→ Extrait du document:
Tours - Bordeaux. Stupeur et financement
Casse-tête. D’un côté, une nouvelle infrastructure (Tours – Bordeaux) réalisée par un concessionnaire privé. De l’autre, un transporteur qui rechigne à faire circuler des TGV sur une ligne qui lui coûtera trop cher en frais de péages. Invitées dans ce face-à-face, des collectivités locales à qui l’Etat a demandé de participer financièrement en échange de dessertes. Sauf que la convention de garantie de dessertes signée en 2010 par l’Etat et les collectivités, s’est faite sur le dos de la SNCF. Ambiance…
Alors que le compte à rebours a commencé
– la grille des dessertes doit être établie pour juin –, les acteurs en présence n’arrivent toujours pas à s’entendre. La SNCF présente ses calculs : selon elle, la hausse du trafic prévue (+12 %) sur la LGV SEA (Sud Europe Atlantique), qui doit mettre Bordeaux à deux heures de Paris en 2017, ne suffira pas à payer la hausse du prix de l’infrastructure (les péages de Lisea seraient au moins deux fois plus élevés que ceux pratiqués habituellement).
Conséquence, l’exploitation de cette ligne pourrait coûter au groupe SNCF jusqu’à 150 millions d’euros annuels. Du jamais vu ! De plus, selon Rachel Picard, la nouvelle patronne de Voyages SNCF, il est prévu dans le contrat du concessionnaire que celui-ci aura la possibilité chaque année d’augmenter fortement ses prix (même si les hausses restent plafonnées). « Nous essayons de proposer la desserte la plus ajustée possible », assure Rachel Picard qui demande de faire confiance à la SNCF la mieux à même d’appréhender le marché.
Une desserte ajustée, qui profiterait de l’atout des TGV (gagner du temps, donc limiter les arrêts), ne va pas dans le sens de l’intérêt des collectivités qui ont mis la main à la poche, en espérant, juste retour des choses, une meilleure desserte de leurs territoires.
Un collectif d’élus de Gironde, Dordogne et Charente dénonce un « diktat » de la SNCF sur les prévisions de dessertes : dans certains cas, elles auraient été divisées par deux. Les élus s’estiment « floués par le non-respect de la parole de l’Etat » et le somment de « devenir acteur » et de proposer « un meilleur équilibre ».

Extraits d'un jeu de données sur le pointage d'objets:
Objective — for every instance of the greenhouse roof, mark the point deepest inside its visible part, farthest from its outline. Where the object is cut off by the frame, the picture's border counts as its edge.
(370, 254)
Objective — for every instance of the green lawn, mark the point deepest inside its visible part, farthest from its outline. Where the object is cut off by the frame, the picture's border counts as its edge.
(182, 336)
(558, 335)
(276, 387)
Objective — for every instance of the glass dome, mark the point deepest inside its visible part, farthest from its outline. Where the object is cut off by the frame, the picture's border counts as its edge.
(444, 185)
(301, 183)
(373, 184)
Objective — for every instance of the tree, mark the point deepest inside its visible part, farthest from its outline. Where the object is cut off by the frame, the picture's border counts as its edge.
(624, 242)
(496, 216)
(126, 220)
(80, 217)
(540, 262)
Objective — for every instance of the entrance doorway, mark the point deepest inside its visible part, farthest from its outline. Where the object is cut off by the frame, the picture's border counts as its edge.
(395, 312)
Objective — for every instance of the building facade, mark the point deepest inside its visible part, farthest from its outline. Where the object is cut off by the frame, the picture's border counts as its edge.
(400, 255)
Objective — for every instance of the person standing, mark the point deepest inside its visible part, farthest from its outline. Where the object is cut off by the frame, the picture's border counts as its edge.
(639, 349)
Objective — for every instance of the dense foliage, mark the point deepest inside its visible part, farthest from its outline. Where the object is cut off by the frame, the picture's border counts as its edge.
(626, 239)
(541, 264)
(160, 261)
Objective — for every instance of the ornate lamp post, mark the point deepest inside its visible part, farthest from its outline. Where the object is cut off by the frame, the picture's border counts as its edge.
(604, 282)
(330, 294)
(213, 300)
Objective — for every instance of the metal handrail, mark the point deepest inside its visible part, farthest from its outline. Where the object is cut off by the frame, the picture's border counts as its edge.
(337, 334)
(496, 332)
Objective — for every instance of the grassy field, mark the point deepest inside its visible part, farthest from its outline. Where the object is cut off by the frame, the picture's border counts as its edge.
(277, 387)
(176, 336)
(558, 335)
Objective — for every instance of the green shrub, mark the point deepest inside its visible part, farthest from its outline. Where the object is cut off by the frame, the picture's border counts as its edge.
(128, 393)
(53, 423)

→ Consigne 1:
Répondez aux questions suivantes à partir de l'article sur la ligne Tours – Bordeaux :
(a) En quelle année l'État et les collectivités ont-ils signé la convention de garantie de dessertes ?
(b) Quelle hausse du trafic est prévue sur la LGV SEA ?
(c) De quels départements proviennent les élus du collectif qui dénonce un « diktat » de la SNCF ?
→ Consigne 2:
Recopiez à l'identique le passage de l'article sur la ligne Tours – Bordeaux commençant par « Une desserte ajustée, qui » et s'achevant par « de leurs territoires. ».

→ Réponse attendue 1:
(a) En 2010.
(b) Une hausse de 12 %.
(c) De la Gironde, de la Dordogne et de la Charente.

→ Réponse attendue 2:
Une desserte ajustée, qui profiterait de l’atout des TGV (gagner du temps, donc limiter les arrêts), ne va pas dans le sens de l’intérêt des collectivités qui ont mis la main à la poche, en espérant, juste retour des choses, une meilleure desserte de leurs territoires.